Dans le cadre de la mécanique probabiliste, l'activité cérébrale est considérée uniquement comme le produit de processus chimiques. En 2010, le neurologue anglais Patrick Haggard affirmait: "en neurosciences, vous ne pouvez être que déterministe. Les lois physiques existent et les événements électrochimiques cérébraux leur obéissent. À conditions égales, vous ne pouvez pas agir autrement. Il n'y a aucun "Je" pouvant prétendre "je veux faire autrement". (Cité par R. Sheldrake, livre cité)
Malicieusement, Sheldrake ajoute: Haggard ne laisse pas ses croyances scientifiques interférer dans sa vie personnelle: "Je maintiens une distance entre mon activité scientifique et ma vie privée. Je continue à croire que je choisis les films que je vais voir et que ce choix n'est pas prédestiné, bien qu'il doive l'être quelque part dans mon cerveau".
Comment les chercheurs vivent-ils l'obligation d'adopter professionnellement une science mécaniste? Ont-ils la même position qu'Haggard?
Certains sont intimement convaincus du mécanisme physique de la nature et de l'inexistence de l'âme. Ils deviennent de fervents apôtres de cette vision de l'univers, et sont parfois despotiques.
Toutefois, d'après des constats similaires de Sheldrake et de Trinh Xuan Than, il semble que beaucoup affichent professionnellement leurs conceptions mécanistes et quantiques, mais font appel à Dieu en dehors.
Ainsi, le système de deux domaines séparés, l'un qui obéit à la science et l'autre subjectif refait timidement son apparition. Il est affiché ouvertement par J. Arnould et T.X. Huan, ainsi que par les scientifiques de la Conception intelligente.

**TRAVAIL À FAIRE**.
1. Recopiez le passage de l'extrait qui va de "Toutefois, d'après des" jusqu'à "la Conception intelligente." inclus.
2. Répondez à ces questions d'après l'extrait :
(a) En quelle année Patrick Haggard a-t-il fait l'affirmation citée ?
(b) Selon ses propres mots, que continue à croire Haggard qu'il choisit ?
(c) Par qui le système des deux domaines séparés est-il affiché ouvertement ?
3. Dans l'extrait, réécrivez plus brièvement le paragraphe qui commence par "Ainsi, le système de deux domaines" en gardant ses faits principaux.

**DONNÉES FOURNIES**.
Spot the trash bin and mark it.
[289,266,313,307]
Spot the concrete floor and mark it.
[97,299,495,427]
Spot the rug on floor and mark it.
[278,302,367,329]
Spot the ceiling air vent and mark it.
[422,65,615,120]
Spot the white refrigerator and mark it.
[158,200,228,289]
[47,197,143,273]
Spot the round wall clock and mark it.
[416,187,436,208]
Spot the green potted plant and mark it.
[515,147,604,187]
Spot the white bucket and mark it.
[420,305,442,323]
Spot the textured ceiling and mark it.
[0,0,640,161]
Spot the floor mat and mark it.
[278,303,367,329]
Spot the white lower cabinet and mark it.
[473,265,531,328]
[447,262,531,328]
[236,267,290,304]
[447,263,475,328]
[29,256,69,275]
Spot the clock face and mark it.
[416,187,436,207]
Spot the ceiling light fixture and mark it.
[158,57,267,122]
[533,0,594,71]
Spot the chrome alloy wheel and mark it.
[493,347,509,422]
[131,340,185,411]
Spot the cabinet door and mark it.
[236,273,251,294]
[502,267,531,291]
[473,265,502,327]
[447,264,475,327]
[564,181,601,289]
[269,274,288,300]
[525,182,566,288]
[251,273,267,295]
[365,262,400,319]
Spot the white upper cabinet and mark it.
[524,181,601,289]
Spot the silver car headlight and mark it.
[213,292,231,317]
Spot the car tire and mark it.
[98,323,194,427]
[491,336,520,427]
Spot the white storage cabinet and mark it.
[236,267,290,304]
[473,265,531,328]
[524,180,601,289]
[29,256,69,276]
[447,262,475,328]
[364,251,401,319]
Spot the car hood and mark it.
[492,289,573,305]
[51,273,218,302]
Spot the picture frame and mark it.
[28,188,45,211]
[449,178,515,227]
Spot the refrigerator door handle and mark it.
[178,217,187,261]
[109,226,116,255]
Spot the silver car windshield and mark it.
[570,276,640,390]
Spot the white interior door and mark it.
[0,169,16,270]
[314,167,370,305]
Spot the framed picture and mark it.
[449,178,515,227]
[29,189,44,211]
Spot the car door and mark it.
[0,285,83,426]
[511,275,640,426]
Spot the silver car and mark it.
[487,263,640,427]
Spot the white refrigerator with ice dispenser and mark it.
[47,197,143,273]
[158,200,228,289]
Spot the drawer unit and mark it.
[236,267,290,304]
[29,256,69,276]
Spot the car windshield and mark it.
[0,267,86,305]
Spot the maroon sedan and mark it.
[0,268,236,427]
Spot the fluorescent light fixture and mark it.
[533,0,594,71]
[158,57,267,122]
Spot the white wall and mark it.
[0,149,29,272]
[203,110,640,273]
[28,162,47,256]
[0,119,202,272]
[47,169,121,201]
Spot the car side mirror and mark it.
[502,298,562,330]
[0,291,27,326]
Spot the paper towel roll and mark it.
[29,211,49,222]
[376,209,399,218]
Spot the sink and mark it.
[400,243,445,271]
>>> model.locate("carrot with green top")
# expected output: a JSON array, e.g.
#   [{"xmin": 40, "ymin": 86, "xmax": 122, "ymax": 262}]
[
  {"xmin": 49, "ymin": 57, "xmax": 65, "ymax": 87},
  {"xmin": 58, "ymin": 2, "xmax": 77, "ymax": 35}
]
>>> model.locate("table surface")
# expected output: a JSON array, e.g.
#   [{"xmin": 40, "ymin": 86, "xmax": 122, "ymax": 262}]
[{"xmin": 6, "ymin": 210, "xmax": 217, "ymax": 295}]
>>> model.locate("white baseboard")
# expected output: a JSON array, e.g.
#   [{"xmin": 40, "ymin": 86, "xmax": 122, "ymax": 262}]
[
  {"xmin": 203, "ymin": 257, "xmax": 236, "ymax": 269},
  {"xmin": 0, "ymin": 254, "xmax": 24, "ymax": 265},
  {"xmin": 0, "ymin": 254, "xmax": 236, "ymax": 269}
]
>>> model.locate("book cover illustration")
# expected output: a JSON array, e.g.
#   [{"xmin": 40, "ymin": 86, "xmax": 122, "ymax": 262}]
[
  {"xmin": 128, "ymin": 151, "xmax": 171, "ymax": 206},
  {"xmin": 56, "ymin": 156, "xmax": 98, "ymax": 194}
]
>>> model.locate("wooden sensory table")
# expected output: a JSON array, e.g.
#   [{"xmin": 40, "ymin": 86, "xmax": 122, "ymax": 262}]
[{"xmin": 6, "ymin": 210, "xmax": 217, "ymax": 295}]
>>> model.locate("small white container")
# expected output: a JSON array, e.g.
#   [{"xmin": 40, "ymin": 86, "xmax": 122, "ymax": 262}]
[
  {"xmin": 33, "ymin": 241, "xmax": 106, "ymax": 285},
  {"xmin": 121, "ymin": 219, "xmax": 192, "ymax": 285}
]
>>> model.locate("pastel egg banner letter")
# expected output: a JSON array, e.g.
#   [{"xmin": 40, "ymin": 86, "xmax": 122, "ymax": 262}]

**RÉPONSES PAR TÂCHE**.
1.
Toutefois, d'après des constats similaires de Sheldrake et de Trinh Xuan Than, il semble que beaucoup affichent professionnellement leurs conceptions mécanistes et quantiques, mais font appel à Dieu en dehors.
Ainsi, le système de deux domaines séparés, l'un qui obéit à la science et l'autre subjectif refait timidement son apparition. Il est affiché ouvertement par J. Arnould et T.X. Huan, ainsi que par les scientifiques de la Conception intelligente.

2.
(a) En 2010.
(b) Les films qu'il va voir.
(c) Par J. Arnould et T.X. Huan, ainsi que par les scientifiques de la Conception intelligente.

3. Le système des deux domaines séparés, l'un scientifique et l'autre subjectif, revient timidement. J. Arnould, T.X. Huan et les scientifiques de la Conception intelligente l'affichent ouvertement.